**ASSIGNED TASK:** At the line containing "Query: roof", begin setting down the entries exactly, and stop only after the last line.

**MATERIAL FOR THE TASK:**
##########

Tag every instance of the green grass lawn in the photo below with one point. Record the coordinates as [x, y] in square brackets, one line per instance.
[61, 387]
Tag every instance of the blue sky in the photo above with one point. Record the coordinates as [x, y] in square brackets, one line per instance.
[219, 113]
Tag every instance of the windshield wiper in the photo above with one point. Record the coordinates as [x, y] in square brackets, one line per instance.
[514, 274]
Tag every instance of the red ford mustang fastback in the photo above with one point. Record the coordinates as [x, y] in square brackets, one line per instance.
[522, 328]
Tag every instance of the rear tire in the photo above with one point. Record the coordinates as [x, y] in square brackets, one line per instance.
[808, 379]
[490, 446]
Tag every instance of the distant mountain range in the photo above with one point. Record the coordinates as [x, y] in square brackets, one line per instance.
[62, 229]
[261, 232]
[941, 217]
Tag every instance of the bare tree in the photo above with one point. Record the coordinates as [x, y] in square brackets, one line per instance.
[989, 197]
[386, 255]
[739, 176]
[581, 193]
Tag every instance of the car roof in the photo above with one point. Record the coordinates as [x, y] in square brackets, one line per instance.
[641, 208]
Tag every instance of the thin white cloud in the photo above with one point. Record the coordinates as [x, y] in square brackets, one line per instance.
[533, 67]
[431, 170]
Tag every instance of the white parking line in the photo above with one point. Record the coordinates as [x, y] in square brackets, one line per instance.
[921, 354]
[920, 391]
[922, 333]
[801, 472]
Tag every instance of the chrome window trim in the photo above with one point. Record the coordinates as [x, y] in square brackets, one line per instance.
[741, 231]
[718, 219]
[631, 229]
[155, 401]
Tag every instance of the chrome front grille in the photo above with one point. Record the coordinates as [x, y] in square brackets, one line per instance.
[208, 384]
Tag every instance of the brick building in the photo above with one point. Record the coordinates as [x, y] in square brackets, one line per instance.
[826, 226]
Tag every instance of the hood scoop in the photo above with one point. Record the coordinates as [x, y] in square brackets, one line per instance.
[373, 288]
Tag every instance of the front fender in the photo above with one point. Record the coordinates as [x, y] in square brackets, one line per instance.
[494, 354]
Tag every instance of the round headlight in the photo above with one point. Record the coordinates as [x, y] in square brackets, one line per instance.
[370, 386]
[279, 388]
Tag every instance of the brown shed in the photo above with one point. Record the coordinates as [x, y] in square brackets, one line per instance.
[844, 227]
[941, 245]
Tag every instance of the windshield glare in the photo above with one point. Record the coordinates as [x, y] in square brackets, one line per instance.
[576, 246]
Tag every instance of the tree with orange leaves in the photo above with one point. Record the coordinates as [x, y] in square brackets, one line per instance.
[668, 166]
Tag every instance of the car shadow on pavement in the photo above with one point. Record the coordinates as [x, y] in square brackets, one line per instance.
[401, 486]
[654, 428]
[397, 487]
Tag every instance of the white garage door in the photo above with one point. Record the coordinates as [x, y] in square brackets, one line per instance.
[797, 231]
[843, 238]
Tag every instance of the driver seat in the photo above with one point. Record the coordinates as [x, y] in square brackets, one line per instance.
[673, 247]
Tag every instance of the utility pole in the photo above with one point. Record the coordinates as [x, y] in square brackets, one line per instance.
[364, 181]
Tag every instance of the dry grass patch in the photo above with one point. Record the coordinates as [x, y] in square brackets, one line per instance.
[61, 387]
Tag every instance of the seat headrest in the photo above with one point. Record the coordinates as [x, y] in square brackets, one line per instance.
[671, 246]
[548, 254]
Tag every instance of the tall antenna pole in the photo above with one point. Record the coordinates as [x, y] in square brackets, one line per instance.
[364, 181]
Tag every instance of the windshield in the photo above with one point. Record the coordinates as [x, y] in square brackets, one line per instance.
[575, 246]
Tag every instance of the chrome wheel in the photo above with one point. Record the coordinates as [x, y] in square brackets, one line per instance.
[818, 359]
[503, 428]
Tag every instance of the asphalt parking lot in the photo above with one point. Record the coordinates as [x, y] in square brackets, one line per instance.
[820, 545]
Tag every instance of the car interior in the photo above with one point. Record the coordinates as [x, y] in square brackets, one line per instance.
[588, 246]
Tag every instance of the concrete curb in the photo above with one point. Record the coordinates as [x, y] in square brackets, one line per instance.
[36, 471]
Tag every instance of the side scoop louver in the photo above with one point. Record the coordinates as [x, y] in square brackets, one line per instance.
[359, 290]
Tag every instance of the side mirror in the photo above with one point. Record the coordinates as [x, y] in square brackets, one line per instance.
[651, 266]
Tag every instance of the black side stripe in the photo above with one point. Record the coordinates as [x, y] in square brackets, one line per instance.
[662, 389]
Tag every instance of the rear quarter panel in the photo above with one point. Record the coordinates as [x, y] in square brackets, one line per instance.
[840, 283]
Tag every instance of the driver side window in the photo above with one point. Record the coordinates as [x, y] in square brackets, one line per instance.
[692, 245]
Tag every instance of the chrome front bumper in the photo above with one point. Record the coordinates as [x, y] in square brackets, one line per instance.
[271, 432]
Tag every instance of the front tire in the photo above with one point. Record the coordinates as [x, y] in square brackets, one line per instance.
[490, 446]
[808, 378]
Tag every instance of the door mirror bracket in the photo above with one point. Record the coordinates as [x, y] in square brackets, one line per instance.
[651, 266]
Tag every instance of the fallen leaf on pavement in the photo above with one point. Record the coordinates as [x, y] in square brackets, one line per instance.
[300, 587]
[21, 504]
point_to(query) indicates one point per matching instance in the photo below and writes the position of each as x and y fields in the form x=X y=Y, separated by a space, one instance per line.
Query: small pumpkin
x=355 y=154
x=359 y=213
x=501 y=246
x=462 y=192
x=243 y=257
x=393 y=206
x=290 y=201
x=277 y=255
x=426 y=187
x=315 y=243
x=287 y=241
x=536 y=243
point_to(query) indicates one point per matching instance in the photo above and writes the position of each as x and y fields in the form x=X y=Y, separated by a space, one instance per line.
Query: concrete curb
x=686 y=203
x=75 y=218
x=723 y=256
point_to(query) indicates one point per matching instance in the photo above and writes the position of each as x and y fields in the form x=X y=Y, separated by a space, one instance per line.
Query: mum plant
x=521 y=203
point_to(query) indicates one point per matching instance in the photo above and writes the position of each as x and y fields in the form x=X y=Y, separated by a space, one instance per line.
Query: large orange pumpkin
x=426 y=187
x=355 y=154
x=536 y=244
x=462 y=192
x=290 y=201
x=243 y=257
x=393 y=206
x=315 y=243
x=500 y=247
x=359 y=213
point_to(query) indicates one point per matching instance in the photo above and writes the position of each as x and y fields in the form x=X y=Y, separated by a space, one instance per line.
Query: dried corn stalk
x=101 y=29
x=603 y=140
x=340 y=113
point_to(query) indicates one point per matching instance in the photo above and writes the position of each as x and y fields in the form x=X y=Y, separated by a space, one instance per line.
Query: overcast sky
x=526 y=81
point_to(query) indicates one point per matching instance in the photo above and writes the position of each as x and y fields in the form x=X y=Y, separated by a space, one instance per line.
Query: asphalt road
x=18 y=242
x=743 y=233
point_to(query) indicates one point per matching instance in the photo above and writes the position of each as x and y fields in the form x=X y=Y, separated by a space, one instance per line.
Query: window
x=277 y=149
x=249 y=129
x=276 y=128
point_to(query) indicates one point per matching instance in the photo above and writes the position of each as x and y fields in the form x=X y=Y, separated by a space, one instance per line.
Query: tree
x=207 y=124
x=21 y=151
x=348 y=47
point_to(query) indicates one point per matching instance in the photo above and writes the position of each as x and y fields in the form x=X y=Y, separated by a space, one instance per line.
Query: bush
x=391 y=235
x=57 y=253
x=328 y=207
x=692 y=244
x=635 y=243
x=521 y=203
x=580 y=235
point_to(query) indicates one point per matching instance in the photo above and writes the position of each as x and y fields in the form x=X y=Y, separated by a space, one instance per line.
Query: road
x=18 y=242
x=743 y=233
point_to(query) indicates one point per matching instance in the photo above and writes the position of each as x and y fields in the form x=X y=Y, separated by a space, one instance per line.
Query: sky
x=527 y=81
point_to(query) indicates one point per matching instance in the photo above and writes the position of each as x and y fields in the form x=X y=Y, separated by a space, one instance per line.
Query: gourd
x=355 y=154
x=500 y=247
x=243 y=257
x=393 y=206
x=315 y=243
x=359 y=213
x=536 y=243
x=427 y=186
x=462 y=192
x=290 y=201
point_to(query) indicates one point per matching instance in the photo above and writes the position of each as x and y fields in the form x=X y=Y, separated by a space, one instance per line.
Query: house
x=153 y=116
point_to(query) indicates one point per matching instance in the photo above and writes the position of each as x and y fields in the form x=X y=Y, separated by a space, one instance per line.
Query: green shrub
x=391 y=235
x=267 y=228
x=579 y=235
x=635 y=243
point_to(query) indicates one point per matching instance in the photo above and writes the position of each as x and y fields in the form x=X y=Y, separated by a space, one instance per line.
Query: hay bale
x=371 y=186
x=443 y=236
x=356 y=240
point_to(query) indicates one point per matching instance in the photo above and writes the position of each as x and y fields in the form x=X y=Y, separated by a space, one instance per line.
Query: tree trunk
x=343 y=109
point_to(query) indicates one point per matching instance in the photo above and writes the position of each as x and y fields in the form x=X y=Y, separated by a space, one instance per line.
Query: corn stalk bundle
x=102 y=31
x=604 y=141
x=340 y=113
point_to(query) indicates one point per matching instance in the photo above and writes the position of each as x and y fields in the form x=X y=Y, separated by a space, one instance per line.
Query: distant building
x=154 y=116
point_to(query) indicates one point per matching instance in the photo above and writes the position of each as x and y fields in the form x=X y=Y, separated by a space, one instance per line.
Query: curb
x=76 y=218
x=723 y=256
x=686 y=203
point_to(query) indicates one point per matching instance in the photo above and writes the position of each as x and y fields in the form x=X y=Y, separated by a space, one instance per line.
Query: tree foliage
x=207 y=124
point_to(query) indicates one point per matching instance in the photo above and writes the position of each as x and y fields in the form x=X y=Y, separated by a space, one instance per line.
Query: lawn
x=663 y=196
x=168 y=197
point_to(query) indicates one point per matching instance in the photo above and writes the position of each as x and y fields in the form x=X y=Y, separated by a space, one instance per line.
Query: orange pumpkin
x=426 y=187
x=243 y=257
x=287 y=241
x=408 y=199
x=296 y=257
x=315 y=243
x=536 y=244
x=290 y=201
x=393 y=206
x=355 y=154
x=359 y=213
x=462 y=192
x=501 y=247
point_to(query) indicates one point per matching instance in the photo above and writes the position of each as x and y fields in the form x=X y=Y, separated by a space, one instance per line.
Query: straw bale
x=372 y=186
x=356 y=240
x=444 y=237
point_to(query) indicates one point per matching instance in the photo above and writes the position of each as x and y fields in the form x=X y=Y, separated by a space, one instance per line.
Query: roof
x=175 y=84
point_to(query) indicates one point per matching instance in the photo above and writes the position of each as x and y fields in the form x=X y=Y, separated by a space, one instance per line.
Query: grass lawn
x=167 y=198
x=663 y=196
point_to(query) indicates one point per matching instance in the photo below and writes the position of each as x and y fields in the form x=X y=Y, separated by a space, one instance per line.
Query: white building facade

##########

**ANSWER BOX:**
Query: roof
x=175 y=84
point_to(query) indicates one point per matching instance in the photo above and writes the position of each as x and y fields in the form x=X y=Y, separated by a space, one instance per line.
Query: grass lawn
x=167 y=198
x=663 y=196
point_to(query) indicates one point per matching instance in the photo below and writes the position of each as x and y fields in the form x=X y=Y, separated by a space, one instance per line.
Query: white building facade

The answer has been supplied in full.